● Tasks to carry out
1. Quote the Army robotics article word for word, starting with "Futures Command Tasked" and going on through "and soldier lethality.".
2. Answer these questions using the Army robotics article:
(a) Who accompanied Gen. Mike Murray on his visit to the Yakima Training Center?
(b) How many priorities does the Futures Command focus on in modernizing the US Army?
(c) Under which program will the US Army test robotic combat vehicle prototypes?
3. Proceed with the Army robotics article from its final sentence onward.

● Text provided
____

|As part of the NGCV program, the US Army will test robotic combat vehicle prototypes / PRESSLAB via Shutterstock|
Defense News reported that the US Army conducted a training exercise at the Yakima Air Base to assess the capability of robots to undertake dangerous and dirty work in combat zones. Gen. Mike Murray, commander of the US Army Futures Command, visited the Yakima Training Center, where the exercise was held, in the company of a robotics engineer from the University of Texas. General Murray wanted to see for himself the progress made by the different combat units that are evaluating robotic breach capabilities as part of the 2019 Bayonet Focus and Joint Warfighting Assessment (JWA).
Futures Command Tasked with Modernizing the US Army
Murray’s command is tasked with modernizing the US Army by focusing on six priorities: long-distance precision firing, next-generation combat vehicles (NGCV), future vertical lift capability, computer networks, air and missile defenses, and soldier lethality.
As part of the NGCV program, the US Army will test robotic combat vehicle prototypes. Murray claimed technology is not the main problem but determining the usefulness of robots and how they can be used optimally on the battlefield. Speaking to Defense News, Murray said hardware is not the primary issue but understanding the weaknesses and strengths of the technology. He added that robotics is not the hard part but determining how soldiers should interact, adapt, and perform their tasks now that they have robotic capability.

____

● Record extracts
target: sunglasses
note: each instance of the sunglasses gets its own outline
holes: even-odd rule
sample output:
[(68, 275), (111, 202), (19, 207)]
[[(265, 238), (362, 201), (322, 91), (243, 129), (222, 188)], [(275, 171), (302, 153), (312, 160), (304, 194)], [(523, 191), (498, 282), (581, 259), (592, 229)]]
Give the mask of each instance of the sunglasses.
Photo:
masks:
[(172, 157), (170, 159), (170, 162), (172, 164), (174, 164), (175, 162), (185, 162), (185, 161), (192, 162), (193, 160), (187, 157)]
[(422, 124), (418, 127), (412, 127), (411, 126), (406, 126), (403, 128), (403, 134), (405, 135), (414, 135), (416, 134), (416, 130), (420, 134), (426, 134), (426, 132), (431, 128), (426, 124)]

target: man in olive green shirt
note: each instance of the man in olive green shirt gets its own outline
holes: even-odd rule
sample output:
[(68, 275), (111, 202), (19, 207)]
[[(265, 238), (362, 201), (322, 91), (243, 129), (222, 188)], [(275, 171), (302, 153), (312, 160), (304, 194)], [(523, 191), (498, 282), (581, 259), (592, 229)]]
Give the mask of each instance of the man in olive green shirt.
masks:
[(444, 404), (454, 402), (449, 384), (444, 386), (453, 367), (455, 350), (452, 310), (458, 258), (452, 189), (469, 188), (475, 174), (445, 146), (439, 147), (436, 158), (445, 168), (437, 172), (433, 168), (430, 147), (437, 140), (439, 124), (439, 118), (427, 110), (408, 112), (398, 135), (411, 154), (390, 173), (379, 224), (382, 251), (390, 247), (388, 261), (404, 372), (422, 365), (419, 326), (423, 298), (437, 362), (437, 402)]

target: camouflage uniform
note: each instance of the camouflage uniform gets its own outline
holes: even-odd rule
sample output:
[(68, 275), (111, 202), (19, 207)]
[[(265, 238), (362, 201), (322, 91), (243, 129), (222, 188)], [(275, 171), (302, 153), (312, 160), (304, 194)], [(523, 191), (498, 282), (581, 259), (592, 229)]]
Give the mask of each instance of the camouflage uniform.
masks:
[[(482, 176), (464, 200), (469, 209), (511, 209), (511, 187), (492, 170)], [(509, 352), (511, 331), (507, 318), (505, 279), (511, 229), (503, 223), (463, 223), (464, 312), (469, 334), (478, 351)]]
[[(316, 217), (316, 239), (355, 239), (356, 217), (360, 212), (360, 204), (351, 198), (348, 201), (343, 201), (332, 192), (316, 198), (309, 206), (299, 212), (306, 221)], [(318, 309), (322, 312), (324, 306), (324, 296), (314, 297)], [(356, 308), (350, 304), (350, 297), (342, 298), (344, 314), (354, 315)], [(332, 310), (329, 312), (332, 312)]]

____

● Written responses
1.
Futures Command Tasked with Modernizing the US Army
Murray’s command is tasked with modernizing the US Army by focusing on six priorities: long-distance precision firing, next-generation combat vehicles (NGCV), future vertical lift capability, computer networks, air and missile defenses, and soldier lethality.

2.
(a) A robotics engineer from the University of Texas.
(b) Six.
(c) The next-generation combat vehicles (NGCV) program.

3.
The US Army continues to add new complications to the breach exercises, including flying a Black Hawk helicopter integrated with two unmanned aircraft systems called Air-Launched Effects that can monitor and reconnoiter enemy terrain thousands of feet from the air. The technology is still in its nascent stages but is included in efforts to modernize the US Army’s vertical lift capability.
Bravo Company Made the Breach Obstacles
The Bravo Company of the 23rd Brigade Engineering Battalion was tasked to make the breach obstacles and how these may be overcome by the robots. Bravo Company also took the task of finding out how the robots, while in the line of fire, can make their way through obstacles, such as minefields, concertina wire, and anti-tank trenches, and clear the way for assaulting enemy territory.
To create the breach, two surrogate NGCVS (a Humvee and an M113 armored personnel carrier) was used by Bravo Company in securing the area and providing suppression fire. After suppressing enemy fire, two robotic assault breacher vehicles (ABVs) began tackling the obstacles.
The first ABV was equipped with a mine-clearing line charge, and cleared a path for the second ABV by inserting stakes in the ground so that the trailing ABV will know where to maneuver and use a blade in filling a tank trench. Once the ditch was filled, an assault force can now be used in attacking enemy lines.
The first breach exercise lasted two-and-a-half hours but the second exercise was shorter by thirty minutes, proving that robots can establish a breach in about the same time that it takes a manned operation to accomplish one.
Electronic Signatures of the Robotic Vehicles Could Pose a Problem in the Future
A problem that could possibly hamper the deployment of robotic vehicles is the electronic signature that they give off. Lt. Col. Jonathan Fursman, commanding officer of the 2nd Infantry Division Stryker Brigade Combat Team, said electronic signatures cannot be avoided in a robotic breach and jamming will become a threat.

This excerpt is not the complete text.